=== Fragment ===
Podsumowania
roku zalewają w ostatnich dniach blogosferę. Sama dotychczas takich nie
pisałam, ale w tym roku postanowiłam to zmienić. Czuję lekką tremę, bo chyba po
raz pierwszy aż tak się przed Wami otwieram, ale jednocześnie cieszę się, że
mogę się z Wami podzielić swoimi przemyśleniami. Zatem jeśli tylko macie ochotę, to siądźcie wygodnie, włączcie poniższą piosenkę i zostańcie chociaż chwilę ze mną.
Tyle
rozczarowań...
Książkowo
był to mój słaby rok. Przeczytałam tylko 31 książek (dla porównania zeszły rok
zakończyłam z wynikiem 58). No cóż, czasem tak bywa. Bardziej jednak martwi
mnie to, że żadna z tych książek nie zapadła mi tak naprawdę głęboko w pamięć,
nie pozostawiła żywych do dnia dzisiejszego emocji, nie przyspieszyła
długotrwale bicia serca i nie zaparła tchu. Żadna nie była też chyba wybitnie
zła, ale nie o to mi chodzi w literaturze. Chyba zaczynam więcej wymagać,
chociaż jednocześnie nie chcę rezygnować z tego, co dotychczas dawało mi
przyjemność z czytania.
Dlatego
w przyszłym rogu mam zamiar sięgać po książki, które teoretycznie nie
są w zakresie mojego gustu. Poszerzać granice, testować i szukać, nie
rezygnując jednocześnie z dotychczasowych przyjemności. Chcę odkrywać nowe
ścieżki, także te literackie.
Kolejnym
rozczarowaniem jest blog. Pamiętam te wszystkie założenia z poprzedniego roku,
plany i obietnice regularności. Wyszło dramatycznie, wpisów coraz mniej, coraz
trudniej się zmotywować, a jeszcze ciężej znaleźć czas. Jednak nie rezygnuję.
Wierzę, że w nowym roku uda mi się wprowadzić kilka pomysłów, odświeżyć stronę
i poprowadzić ją w lepszą stronę. Zakładając bloga myślałam o tym, że nie chcę
we wpisach wychodzić poza recenzje książek. Teraz wiem, że chcę zmian, że
recenzje, to dla mnie za mało. Niestety jedną z moich wad jest trudność w
zmianach, dlatego zazwyczaj długo myślę, zanim jakiekolwiek wprowadzę, a czas
ucieka.
Dlatego
w 2018 roku mam zamiar pozwolić sobie na wyjście poza schematy własnego
myślenia, otwierać kolejne drzwi, próbować nowych ścieżek i przełamywać własne
bariery.

=== Podane informacje ===
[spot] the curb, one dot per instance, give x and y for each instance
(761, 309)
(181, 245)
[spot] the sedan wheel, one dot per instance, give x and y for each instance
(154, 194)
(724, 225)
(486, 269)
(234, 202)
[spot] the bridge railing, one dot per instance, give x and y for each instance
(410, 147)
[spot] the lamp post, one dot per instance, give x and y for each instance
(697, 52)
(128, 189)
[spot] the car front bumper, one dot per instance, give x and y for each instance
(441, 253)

---

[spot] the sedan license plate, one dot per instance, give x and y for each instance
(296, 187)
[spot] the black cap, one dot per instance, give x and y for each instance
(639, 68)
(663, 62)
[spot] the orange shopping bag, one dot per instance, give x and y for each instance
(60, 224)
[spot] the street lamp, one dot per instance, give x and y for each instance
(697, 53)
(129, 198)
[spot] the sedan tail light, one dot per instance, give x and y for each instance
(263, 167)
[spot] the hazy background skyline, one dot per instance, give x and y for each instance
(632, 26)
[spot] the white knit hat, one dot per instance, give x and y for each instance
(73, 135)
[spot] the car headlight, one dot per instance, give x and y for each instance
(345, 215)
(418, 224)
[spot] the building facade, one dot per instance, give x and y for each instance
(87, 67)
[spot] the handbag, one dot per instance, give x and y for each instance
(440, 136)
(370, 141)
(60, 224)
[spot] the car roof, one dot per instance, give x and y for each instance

=== Cel zadania 1 ===
Oceń, czy poniższe stwierdzenia zgadzają się z fragmentem. Przy każdym odpowiedz „tak” albo „nie” i przytocz dosłownie rozstrzygające słowa fragmentu.
(a) W tym roku autorka przeczytała więcej książek niż w zeszłym.
(b) Zakładając bloga, autorka nie chciała pisać niczego poza recenzjami książek.
(c) Autorka rezygnuje z prowadzenia bloga.
=== Cel zadania 2 ===
Jaką swoją wadę wymienia autorka we fragmencie?
=== Cel zadania 3 ===
Przepisz z fragmentu odcinek od „Podsumowania” do „chwilę ze mną.”.

=== Odpowiedź 1 ===
(a) Nie: „Przeczytałam tylko 31 książek (dla porównania zeszły rok zakończyłam z wynikiem 58)”.
(b) Tak: „Zakładając bloga myślałam o tym, że nie chcę we wpisach wychodzić poza recenzje książek”.
(c) Nie: „Jednak nie rezygnuję”.

=== Odpowiedź 2 ===
Trudność w zmianach.

=== Odpowiedź 3 ===
Podsumowania
roku zalewają w ostatnich dniach blogosferę. Sama dotychczas takich nie
pisałam, ale w tym roku postanowiłam to zmienić. Czuję lekką tremę, bo chyba po
raz pierwszy aż tak się przed Wami otwieram, ale jednocześnie cieszę się, że
mogę się z Wami podzielić swoimi przemyśleniami. Zatem jeśli tylko macie ochotę, to siądźcie wygodnie, włączcie poniższą piosenkę i zostańcie chociaż chwilę ze mną.